Collected data entries
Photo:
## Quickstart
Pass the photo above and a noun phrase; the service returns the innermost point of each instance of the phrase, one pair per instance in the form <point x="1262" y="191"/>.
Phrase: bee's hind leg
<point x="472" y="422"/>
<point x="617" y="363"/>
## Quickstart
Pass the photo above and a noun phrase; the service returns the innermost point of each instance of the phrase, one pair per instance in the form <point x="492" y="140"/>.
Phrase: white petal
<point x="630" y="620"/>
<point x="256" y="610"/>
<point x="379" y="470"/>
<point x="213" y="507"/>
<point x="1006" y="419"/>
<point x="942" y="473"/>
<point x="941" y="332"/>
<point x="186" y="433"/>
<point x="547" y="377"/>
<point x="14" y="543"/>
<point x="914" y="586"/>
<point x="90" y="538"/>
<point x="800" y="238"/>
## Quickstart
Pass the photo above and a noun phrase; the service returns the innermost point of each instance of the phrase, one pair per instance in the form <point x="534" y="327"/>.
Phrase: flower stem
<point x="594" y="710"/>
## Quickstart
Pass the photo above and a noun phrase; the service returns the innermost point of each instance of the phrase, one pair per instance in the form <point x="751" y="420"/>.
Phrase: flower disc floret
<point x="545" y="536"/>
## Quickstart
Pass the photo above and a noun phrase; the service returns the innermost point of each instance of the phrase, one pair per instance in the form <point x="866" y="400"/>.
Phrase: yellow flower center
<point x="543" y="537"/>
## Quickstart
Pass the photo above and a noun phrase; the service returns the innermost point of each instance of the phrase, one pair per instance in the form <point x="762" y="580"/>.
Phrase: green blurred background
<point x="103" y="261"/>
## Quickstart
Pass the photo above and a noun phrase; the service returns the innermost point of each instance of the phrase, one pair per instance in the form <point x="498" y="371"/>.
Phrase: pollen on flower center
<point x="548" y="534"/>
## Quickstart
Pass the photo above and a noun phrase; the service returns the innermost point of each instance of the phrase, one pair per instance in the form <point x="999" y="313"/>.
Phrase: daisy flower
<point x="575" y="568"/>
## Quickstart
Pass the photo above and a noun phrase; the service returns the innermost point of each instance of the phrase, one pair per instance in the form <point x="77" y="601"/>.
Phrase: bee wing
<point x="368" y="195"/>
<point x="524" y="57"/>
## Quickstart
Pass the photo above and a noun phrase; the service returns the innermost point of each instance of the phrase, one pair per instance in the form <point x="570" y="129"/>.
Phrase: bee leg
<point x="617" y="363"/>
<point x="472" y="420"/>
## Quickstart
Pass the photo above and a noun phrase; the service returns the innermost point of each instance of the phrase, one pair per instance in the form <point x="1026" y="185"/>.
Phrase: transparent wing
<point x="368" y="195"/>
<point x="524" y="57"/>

• Your objective:
Go through the entries above and report every line in which the word "returns" appears.

• Response area:
Pass the photo above and a noun phrase; the service returns the innermost point of each instance of the phrase, one pair per instance in the form <point x="1262" y="191"/>.
Pass the photo above and a noun phrase; the service returns the innermost point of each instance of the phrase, one pair per instance in the form <point x="492" y="140"/>.
Pass the photo above and a noun phrase; the service returns the innermost point of each instance of the phrase, one pair per instance in the form <point x="534" y="327"/>.
Pass the photo above and a noun phrase; the service returns the innermost point of each instance of the phrase, one pair per instance in the form <point x="751" y="420"/>.
Pass the photo above and a noun phrase; the service returns the innermost point of each instance of the phrase, one pair per instance in the form <point x="866" y="400"/>.
Pass the photo above and a noun phrase; the service returns the innermost point of each instance of the phrase, one pair per instance in the form <point x="762" y="580"/>.
Pass the photo above and a noun phrase; the service returns the innermost point of each instance of the phrase, one pair per instance in the form <point x="498" y="371"/>.
Pass the photo above and a noun phrase; the service returns the innermost point of each instance of the phrase, one pair per instance in the form <point x="999" y="313"/>.
Pass the photo above and a noun phrase; the service returns the innermost point of each instance of the phrase, one pair per instance in the form <point x="77" y="601"/>.
Pass the photo above and a noun phrase; the service returns the innermost point of each instance of the phrase, one pair per instance in the form <point x="570" y="129"/>.
Pass the photo above and a noun phrase; the service returns the innermost point of each instance of the phrase, one pair per instance in the form <point x="1026" y="185"/>.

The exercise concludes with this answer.